* **SHORT EXERCISE**
Print the data from its first line through the line containing "M41 90L39 85L35", both ends included, reproducing every character unchanged. Omit the pictures from your answer.

* **SUPPLIED ENTRIES**
= = = =
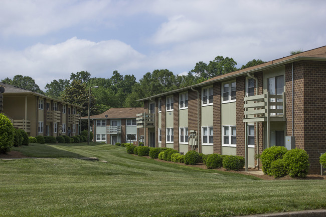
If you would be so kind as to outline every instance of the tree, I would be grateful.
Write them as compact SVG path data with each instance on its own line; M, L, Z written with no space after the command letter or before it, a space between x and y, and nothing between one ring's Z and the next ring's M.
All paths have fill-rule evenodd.
M67 79L59 79L58 81L55 79L44 87L48 89L45 94L49 97L60 99L62 93L70 84L70 82Z
M41 90L39 85L35 83L34 79L29 76L23 76L21 75L15 75L13 80L6 78L3 80L2 82L11 85L14 85L20 88L30 90L36 93L44 94L44 92Z

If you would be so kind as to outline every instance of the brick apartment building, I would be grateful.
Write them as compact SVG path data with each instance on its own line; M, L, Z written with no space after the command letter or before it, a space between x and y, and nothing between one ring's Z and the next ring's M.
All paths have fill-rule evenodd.
M254 167L256 154L286 145L305 150L310 172L320 173L319 157L326 152L326 46L139 101L141 112L153 117L146 146L247 156L247 166ZM137 125L143 127L141 118ZM194 133L196 141L188 139Z

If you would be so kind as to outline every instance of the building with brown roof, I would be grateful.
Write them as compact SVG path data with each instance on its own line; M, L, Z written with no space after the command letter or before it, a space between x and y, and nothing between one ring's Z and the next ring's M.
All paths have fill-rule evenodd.
M243 156L252 167L267 147L299 148L309 155L310 172L320 174L325 87L324 46L141 99L153 117L145 144Z

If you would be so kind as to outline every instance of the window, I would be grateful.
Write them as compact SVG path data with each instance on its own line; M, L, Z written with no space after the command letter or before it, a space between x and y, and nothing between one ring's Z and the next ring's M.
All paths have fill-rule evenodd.
M162 99L158 99L158 112L162 112Z
M167 143L173 143L173 128L167 128Z
M235 126L223 126L223 145L236 147L237 145L237 129Z
M43 110L43 99L39 100L39 109Z
M180 127L179 135L180 136L179 142L181 143L188 143L188 127Z
M248 125L248 147L255 147L255 127L254 125Z
M180 109L188 108L188 93L180 94L179 96L179 108L180 108Z
M202 91L202 105L213 105L213 88L203 89Z
M136 126L136 119L127 119L127 126Z
M39 133L43 133L43 121L39 121Z
M251 96L255 95L255 81L253 78L248 78L247 79L247 96Z
M162 142L162 130L158 129L158 142Z
M66 113L66 105L62 105L62 113Z
M203 145L213 145L213 127L207 126L202 127L202 141Z
M222 86L222 102L235 102L236 99L236 83L229 82Z
M105 120L96 120L96 126L105 126Z
M173 96L167 97L167 111L173 111Z

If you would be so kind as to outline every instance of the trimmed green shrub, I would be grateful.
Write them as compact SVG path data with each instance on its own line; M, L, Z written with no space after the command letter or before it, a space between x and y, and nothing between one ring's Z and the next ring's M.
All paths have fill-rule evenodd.
M196 165L199 162L199 154L196 151L188 151L185 156L185 163L186 164Z
M287 151L283 157L288 174L292 178L307 176L309 170L309 156L303 149L295 148Z
M133 149L133 154L135 155L138 155L138 148L140 146L135 146Z
M139 146L138 147L138 156L148 156L149 147L148 146Z
M278 178L286 175L287 171L284 166L284 159L278 159L270 164L272 175L274 178Z
M240 160L236 156L229 155L223 158L223 167L226 169L232 170L238 170L240 168L241 163Z
M33 136L30 136L28 137L28 140L30 141L30 143L37 143L36 138Z
M264 173L272 175L270 170L270 164L278 159L283 158L283 155L287 151L287 149L283 146L272 146L264 150L260 156L262 170Z
M25 131L22 129L20 129L22 136L23 136L23 145L28 145L30 140L28 139L28 134Z
M135 148L134 145L128 145L127 147L126 148L126 150L127 150L127 153L128 154L133 154L133 149Z
M18 147L22 145L23 145L23 136L20 130L18 129L15 129L14 136L14 146Z
M45 142L45 141L44 140L44 137L43 136L39 135L38 136L36 136L35 138L37 140L37 143L39 144L44 144Z
M206 161L206 165L208 169L215 169L221 168L222 166L223 159L220 154L210 154Z
M63 138L65 139L65 143L71 143L71 140L70 140L70 137L69 137L68 136L66 136L65 135L64 135Z
M65 138L63 138L62 136L58 136L56 138L57 141L58 143L65 143Z

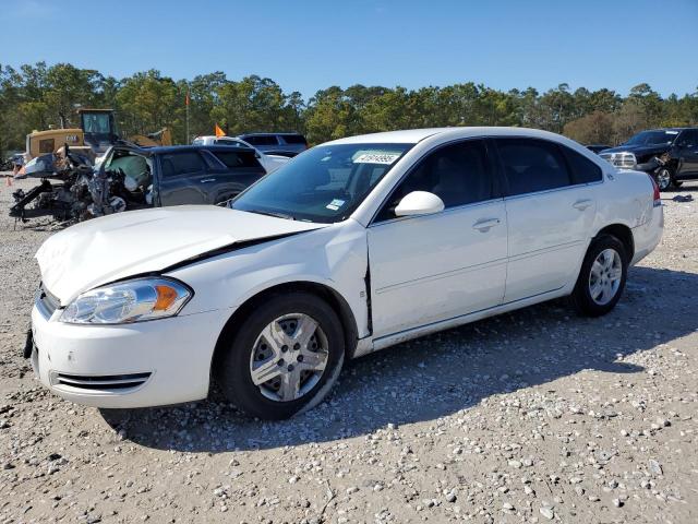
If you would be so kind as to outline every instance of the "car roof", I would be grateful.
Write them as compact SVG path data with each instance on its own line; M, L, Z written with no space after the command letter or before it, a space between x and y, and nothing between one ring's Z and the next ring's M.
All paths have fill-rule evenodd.
M532 136L557 140L559 134L539 129L502 128L502 127L453 127L407 129L402 131L384 131L381 133L360 134L346 139L338 139L327 144L416 144L429 138L467 138L467 136Z
M141 147L136 144L129 144L129 143L123 143L123 144L116 144L116 147L118 148L124 148L124 150L131 150L134 151L136 153L140 153L142 155L164 155L167 153L178 153L181 151L202 151L202 150L207 150L207 151L236 151L236 152L240 152L240 151L249 151L249 152L254 152L254 148L252 147L241 147L239 145L220 145L220 144L216 144L216 145L203 145L203 144L197 144L197 145L156 145L153 147Z
M698 129L689 126L681 127L681 128L655 128L655 129L643 129L642 131L638 131L635 134L643 133L645 131L683 131L684 129Z
M303 136L302 133L298 133L296 131L279 131L278 133L277 132L270 132L270 133L269 132L242 133L242 134L239 134L238 138L241 138L241 136L277 136L277 135L281 135L281 136L285 136L285 135Z

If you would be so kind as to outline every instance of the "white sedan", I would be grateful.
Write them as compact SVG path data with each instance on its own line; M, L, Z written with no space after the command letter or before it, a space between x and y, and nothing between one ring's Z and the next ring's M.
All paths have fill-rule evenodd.
M659 191L563 136L448 128L316 146L229 209L106 216L50 237L25 353L101 407L317 404L342 362L557 297L621 298L658 245Z
M192 145L233 145L238 147L249 147L254 150L256 153L257 159L262 167L266 171L267 175L276 171L279 167L285 164L288 164L291 158L288 156L281 155L267 155L266 153L261 152L254 145L250 145L242 139L237 139L234 136L196 136L192 141Z

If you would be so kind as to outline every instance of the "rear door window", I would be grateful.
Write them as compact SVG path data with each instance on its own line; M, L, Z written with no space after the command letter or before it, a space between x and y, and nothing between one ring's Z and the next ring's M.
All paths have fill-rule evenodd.
M571 184L556 144L535 139L495 139L509 195L535 193Z
M302 134L282 134L281 140L287 144L303 144L308 145L305 138Z
M252 151L212 151L229 168L261 167Z
M243 140L252 145L278 145L276 136L273 134L257 134L254 136L245 136Z
M174 177L177 175L188 175L206 170L206 164L201 155L195 151L183 151L181 153L167 153L160 157L164 177Z

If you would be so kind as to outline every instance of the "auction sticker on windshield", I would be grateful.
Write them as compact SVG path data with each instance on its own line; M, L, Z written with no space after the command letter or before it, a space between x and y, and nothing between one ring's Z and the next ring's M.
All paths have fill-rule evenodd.
M354 158L354 164L393 164L400 153L364 153Z
M337 211L342 205L345 205L345 201L344 200L335 199L330 203L328 203L325 207L327 207L328 210L332 210L332 211Z

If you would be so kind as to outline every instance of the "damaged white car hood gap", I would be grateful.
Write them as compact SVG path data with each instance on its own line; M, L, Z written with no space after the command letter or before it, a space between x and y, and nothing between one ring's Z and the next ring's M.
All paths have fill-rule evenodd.
M159 207L69 227L46 240L36 259L45 288L65 306L87 289L215 249L325 226L213 205Z

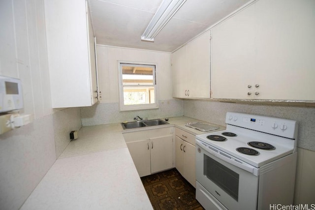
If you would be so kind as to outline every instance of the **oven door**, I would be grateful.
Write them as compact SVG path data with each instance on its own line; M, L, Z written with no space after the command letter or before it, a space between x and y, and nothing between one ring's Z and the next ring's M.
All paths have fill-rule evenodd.
M258 176L254 174L257 169L231 161L228 154L211 147L196 139L197 181L228 209L256 209Z

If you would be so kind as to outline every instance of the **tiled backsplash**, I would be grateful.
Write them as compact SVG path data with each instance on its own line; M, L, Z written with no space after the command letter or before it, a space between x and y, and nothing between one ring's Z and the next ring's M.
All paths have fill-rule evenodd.
M182 100L160 100L158 109L119 112L118 103L98 103L90 107L81 108L82 126L133 121L136 116L154 119L184 115Z
M225 126L227 112L274 117L297 120L298 147L315 151L315 108L185 100L184 115Z

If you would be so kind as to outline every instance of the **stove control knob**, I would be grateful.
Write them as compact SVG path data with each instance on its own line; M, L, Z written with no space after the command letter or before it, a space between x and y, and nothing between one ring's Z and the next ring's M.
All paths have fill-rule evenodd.
M282 124L281 126L280 126L280 129L282 130L286 130L286 128L287 128L287 127L284 124Z
M276 129L278 127L278 125L276 122L274 122L272 124L272 125L271 126L271 127L273 128L273 129Z

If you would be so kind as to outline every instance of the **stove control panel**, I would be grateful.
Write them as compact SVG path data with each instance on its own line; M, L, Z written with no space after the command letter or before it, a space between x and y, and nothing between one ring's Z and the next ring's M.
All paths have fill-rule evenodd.
M227 124L283 136L296 138L297 123L295 120L235 112L227 112Z

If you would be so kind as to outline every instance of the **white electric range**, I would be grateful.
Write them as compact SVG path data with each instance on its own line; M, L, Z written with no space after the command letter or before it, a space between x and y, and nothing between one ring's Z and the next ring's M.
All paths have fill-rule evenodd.
M196 136L196 197L206 209L292 204L296 121L226 113L226 130Z

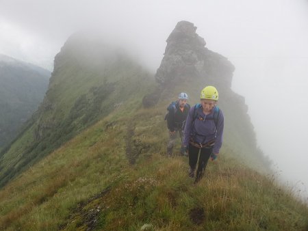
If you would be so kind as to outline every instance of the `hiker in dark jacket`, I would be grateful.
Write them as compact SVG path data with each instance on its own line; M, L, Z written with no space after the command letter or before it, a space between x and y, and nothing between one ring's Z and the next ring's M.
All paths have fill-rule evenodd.
M186 93L182 92L179 94L179 100L172 102L167 108L168 111L166 115L168 128L169 129L169 141L167 145L167 154L170 156L172 154L172 149L177 141L177 134L183 141L183 129L186 120L188 111L190 109L190 105L187 103L188 96ZM184 149L181 149L181 154L187 154Z
M201 91L201 103L190 110L182 144L188 150L189 176L191 178L194 177L198 157L194 183L201 179L209 157L212 160L217 158L222 143L224 130L224 116L216 105L218 100L217 90L213 86L205 87Z

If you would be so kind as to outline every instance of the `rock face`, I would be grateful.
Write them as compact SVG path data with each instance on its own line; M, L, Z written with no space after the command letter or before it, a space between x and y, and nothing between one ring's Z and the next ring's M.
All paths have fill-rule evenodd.
M37 109L50 75L42 68L0 54L0 150Z
M159 85L205 78L213 84L231 87L234 66L228 59L205 47L205 40L188 21L179 22L168 38L164 57L155 74Z

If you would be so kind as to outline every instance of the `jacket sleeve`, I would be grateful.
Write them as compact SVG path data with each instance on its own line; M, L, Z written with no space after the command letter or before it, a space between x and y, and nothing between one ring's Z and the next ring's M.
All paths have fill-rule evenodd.
M219 153L219 150L222 144L222 135L224 132L224 115L222 111L219 111L218 122L217 123L217 137L215 141L215 144L213 148L213 152L214 154Z
M184 137L183 139L183 144L182 144L183 146L188 146L190 141L190 133L192 133L192 129L194 111L194 107L190 108L186 118L186 123L185 124L185 128L184 128Z
M168 109L169 115L167 118L167 126L170 131L175 131L175 112L172 109Z

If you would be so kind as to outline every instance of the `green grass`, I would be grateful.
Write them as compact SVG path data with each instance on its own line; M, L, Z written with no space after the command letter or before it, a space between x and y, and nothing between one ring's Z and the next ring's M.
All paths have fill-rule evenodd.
= = = =
* **RESPONSE BELOW**
If you would be so kind as to outline every instance of the tree, I would be grateful.
Write them as compact SVG path data with each instance on its own line; M, L, Z written with no space after the command letter or before it, a space between x and y, and nothing between one ring's Z and the next ring's M.
All paths have fill-rule evenodd.
M67 79L59 79L58 81L55 79L44 87L48 89L45 94L49 97L60 99L62 93L70 84L70 82Z
M41 90L39 85L35 83L34 79L29 76L23 76L21 75L15 75L13 80L6 78L3 80L2 82L11 85L14 85L20 88L30 90L36 93L44 94L44 92Z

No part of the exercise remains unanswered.